GIVEN PROBLEM:
Rename "shutter" to "blind" in the lines from the one containing "Tag the white window" through the one containing "<point>600,59</point>", and reproduce only those lines with nothing else changed.

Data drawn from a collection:
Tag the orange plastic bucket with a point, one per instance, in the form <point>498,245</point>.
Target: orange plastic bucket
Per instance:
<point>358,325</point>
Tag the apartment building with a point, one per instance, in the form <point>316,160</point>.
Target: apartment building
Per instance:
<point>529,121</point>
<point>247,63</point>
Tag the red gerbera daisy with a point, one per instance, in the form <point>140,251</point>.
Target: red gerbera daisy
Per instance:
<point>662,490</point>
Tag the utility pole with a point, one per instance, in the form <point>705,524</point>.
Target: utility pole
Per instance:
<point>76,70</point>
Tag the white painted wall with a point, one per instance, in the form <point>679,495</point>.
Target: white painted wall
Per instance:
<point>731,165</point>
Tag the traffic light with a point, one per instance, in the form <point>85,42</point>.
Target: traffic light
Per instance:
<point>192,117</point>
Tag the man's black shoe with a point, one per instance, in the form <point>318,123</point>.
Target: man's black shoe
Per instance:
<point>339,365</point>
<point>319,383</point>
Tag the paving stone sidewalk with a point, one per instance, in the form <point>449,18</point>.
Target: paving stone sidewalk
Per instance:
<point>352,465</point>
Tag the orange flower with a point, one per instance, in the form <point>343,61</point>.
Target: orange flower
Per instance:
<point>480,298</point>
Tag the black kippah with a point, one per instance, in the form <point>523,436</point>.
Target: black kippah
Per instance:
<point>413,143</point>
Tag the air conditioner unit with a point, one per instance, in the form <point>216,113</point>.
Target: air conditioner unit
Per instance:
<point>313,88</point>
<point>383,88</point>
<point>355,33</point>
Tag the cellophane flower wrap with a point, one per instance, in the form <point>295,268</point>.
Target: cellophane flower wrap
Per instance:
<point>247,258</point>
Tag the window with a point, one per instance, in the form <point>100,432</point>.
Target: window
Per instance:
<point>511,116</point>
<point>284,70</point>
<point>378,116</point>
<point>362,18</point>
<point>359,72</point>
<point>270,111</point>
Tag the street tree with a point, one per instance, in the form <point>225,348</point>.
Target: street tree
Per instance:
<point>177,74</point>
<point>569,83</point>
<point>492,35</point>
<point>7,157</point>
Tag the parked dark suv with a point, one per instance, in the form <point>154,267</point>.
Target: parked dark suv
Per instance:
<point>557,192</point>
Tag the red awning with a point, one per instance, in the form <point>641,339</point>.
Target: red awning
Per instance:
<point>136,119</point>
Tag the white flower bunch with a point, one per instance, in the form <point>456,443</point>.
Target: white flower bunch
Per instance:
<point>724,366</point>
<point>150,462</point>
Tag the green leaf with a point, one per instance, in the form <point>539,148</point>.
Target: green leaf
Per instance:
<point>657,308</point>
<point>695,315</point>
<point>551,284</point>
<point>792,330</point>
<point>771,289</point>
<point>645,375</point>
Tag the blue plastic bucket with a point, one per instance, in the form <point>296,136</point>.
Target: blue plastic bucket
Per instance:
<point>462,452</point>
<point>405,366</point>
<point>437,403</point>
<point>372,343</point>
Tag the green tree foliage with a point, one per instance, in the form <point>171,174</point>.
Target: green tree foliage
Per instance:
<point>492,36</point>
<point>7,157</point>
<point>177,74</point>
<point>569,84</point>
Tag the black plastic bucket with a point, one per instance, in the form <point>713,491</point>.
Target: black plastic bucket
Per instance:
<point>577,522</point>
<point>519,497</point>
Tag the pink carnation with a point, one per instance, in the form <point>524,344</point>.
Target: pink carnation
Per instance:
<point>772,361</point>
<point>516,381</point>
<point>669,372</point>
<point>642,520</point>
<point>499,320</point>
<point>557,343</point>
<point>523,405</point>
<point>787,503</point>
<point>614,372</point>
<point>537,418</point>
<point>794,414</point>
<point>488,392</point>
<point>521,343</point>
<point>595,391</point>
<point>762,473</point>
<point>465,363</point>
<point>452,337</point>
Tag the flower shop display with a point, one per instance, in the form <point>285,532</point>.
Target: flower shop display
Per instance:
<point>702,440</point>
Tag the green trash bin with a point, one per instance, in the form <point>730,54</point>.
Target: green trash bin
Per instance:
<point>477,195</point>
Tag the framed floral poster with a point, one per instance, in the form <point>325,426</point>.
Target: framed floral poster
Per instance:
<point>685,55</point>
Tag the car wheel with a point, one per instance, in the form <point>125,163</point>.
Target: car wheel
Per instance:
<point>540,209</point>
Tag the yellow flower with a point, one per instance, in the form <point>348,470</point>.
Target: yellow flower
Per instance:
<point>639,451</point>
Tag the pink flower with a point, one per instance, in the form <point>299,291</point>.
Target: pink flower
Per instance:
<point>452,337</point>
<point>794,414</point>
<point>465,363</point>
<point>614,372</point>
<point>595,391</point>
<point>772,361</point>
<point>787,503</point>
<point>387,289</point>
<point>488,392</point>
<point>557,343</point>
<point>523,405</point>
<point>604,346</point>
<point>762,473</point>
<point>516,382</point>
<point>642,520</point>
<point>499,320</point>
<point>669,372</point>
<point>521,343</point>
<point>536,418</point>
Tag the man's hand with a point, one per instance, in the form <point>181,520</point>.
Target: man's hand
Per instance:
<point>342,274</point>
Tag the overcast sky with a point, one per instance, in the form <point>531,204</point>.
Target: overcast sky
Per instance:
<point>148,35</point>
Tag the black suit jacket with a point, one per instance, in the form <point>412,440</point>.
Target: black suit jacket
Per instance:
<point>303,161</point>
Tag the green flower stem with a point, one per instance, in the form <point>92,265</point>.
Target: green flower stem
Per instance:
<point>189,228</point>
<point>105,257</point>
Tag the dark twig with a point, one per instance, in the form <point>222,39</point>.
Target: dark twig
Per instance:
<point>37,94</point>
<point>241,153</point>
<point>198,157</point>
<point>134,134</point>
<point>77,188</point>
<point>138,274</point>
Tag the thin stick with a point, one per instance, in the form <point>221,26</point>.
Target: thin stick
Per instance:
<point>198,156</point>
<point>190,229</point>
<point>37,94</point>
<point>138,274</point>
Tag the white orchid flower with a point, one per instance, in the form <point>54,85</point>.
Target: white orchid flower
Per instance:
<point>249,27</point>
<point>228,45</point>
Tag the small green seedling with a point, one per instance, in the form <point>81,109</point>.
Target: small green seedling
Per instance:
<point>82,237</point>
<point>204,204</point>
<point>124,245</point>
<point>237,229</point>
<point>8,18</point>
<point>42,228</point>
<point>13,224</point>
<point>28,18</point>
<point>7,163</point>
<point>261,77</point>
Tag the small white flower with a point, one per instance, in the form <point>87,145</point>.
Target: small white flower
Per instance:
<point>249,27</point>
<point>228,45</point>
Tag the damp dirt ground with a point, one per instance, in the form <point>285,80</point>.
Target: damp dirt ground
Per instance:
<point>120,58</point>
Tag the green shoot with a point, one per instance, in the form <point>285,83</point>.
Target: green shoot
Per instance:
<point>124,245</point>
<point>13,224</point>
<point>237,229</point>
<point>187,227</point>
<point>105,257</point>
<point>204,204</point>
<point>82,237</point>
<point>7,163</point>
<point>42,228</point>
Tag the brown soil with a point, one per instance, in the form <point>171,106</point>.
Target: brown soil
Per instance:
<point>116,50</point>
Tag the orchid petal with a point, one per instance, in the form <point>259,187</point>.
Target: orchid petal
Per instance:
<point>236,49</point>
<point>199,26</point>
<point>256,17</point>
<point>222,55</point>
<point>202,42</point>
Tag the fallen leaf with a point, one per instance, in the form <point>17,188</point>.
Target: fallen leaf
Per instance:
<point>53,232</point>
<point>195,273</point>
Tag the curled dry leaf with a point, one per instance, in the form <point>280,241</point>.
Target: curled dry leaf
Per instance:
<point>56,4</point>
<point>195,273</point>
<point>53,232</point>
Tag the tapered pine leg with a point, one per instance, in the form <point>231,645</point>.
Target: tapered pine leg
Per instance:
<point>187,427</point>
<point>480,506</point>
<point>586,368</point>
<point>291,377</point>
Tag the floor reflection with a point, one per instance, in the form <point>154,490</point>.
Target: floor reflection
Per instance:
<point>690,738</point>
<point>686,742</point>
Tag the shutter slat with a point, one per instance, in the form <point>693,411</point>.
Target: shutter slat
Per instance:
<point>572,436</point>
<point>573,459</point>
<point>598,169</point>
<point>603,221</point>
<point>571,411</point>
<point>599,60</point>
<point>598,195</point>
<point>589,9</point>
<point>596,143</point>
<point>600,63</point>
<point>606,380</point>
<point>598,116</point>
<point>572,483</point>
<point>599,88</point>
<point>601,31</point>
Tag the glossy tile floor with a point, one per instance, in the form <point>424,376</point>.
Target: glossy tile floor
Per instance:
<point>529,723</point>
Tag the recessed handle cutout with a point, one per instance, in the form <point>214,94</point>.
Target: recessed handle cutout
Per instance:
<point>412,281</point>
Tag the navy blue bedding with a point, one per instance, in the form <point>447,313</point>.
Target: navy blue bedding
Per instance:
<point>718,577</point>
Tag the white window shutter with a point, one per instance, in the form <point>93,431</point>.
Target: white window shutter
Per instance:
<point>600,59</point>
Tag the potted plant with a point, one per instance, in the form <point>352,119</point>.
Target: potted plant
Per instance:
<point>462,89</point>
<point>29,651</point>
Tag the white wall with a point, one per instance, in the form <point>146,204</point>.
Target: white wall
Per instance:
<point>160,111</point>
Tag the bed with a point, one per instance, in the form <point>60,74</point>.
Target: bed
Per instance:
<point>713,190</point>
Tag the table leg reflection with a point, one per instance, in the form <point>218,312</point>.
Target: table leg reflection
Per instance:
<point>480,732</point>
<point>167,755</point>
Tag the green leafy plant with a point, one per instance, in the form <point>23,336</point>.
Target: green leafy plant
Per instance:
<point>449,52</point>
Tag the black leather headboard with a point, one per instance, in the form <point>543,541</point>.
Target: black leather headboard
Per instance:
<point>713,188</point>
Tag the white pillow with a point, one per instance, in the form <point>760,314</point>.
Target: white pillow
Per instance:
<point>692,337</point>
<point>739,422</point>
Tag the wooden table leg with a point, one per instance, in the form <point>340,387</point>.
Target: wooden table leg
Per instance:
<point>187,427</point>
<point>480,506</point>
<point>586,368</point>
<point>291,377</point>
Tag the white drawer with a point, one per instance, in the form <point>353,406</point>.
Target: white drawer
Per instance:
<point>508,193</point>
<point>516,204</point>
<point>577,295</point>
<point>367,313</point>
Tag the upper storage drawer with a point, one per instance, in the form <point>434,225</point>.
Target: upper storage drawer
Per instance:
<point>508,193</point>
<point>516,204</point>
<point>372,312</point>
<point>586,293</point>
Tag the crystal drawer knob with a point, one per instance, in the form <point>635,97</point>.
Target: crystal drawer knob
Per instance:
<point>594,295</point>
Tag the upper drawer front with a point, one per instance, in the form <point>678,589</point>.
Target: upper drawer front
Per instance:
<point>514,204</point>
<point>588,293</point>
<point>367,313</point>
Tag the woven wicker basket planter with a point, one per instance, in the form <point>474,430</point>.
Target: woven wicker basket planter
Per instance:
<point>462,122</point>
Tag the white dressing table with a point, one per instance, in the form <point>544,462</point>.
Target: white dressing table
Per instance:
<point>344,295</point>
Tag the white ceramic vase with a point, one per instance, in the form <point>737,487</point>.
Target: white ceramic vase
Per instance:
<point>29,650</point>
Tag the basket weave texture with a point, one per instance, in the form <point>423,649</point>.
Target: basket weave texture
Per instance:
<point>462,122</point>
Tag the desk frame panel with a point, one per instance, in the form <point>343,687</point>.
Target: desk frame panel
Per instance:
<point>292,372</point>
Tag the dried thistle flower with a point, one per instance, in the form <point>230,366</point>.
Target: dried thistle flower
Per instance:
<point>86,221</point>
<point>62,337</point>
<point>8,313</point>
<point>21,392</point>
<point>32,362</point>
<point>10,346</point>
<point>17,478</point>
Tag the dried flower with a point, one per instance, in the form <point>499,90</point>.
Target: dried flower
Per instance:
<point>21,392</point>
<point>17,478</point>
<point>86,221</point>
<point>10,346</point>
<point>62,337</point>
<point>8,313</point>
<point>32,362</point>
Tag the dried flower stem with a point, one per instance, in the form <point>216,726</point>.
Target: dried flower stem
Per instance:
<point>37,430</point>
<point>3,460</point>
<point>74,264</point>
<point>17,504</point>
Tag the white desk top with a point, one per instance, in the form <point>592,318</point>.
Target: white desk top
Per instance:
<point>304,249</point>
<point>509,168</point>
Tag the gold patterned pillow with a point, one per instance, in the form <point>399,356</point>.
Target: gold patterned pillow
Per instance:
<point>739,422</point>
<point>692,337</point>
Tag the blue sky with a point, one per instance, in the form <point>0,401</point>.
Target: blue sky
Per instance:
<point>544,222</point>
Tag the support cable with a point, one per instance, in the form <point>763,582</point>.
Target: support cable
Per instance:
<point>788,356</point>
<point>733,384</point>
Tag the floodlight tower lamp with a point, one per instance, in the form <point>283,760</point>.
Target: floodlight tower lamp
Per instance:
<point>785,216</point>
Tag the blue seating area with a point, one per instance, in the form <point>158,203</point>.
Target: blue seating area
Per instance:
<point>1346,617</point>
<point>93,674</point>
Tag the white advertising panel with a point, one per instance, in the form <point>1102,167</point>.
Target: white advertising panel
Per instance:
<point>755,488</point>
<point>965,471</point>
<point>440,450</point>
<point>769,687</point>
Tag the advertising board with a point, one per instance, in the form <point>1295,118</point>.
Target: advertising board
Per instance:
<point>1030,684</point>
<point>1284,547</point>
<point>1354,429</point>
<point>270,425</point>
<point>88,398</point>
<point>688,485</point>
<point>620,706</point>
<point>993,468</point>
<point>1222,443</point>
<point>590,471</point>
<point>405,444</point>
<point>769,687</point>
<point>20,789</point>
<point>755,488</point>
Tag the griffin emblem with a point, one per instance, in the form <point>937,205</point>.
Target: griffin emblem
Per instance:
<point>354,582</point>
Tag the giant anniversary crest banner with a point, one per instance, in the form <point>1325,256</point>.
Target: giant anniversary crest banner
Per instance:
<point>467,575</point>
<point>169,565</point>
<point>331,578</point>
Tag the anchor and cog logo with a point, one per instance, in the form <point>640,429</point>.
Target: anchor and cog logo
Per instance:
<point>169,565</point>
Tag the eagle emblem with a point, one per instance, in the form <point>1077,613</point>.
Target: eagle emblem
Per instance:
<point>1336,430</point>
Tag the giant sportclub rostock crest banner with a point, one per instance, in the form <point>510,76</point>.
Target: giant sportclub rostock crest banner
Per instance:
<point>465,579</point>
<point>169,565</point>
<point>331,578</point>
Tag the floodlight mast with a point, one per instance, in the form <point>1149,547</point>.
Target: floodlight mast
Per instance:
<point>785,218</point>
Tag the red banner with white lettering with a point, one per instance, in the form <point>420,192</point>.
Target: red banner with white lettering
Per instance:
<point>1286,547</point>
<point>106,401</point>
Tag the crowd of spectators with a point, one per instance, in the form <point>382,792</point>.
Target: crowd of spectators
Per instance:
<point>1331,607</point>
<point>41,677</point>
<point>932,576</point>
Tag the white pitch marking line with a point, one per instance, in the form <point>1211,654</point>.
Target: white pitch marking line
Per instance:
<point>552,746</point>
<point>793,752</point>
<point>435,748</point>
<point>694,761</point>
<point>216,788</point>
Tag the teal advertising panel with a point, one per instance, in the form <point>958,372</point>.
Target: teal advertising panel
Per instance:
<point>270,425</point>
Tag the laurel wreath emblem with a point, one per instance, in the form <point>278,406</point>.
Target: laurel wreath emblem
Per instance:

FULL RESPONSE:
Tag the white window blind with a point, one per instance, in the form <point>93,431</point>.
Target: white window blind
Per instance:
<point>600,59</point>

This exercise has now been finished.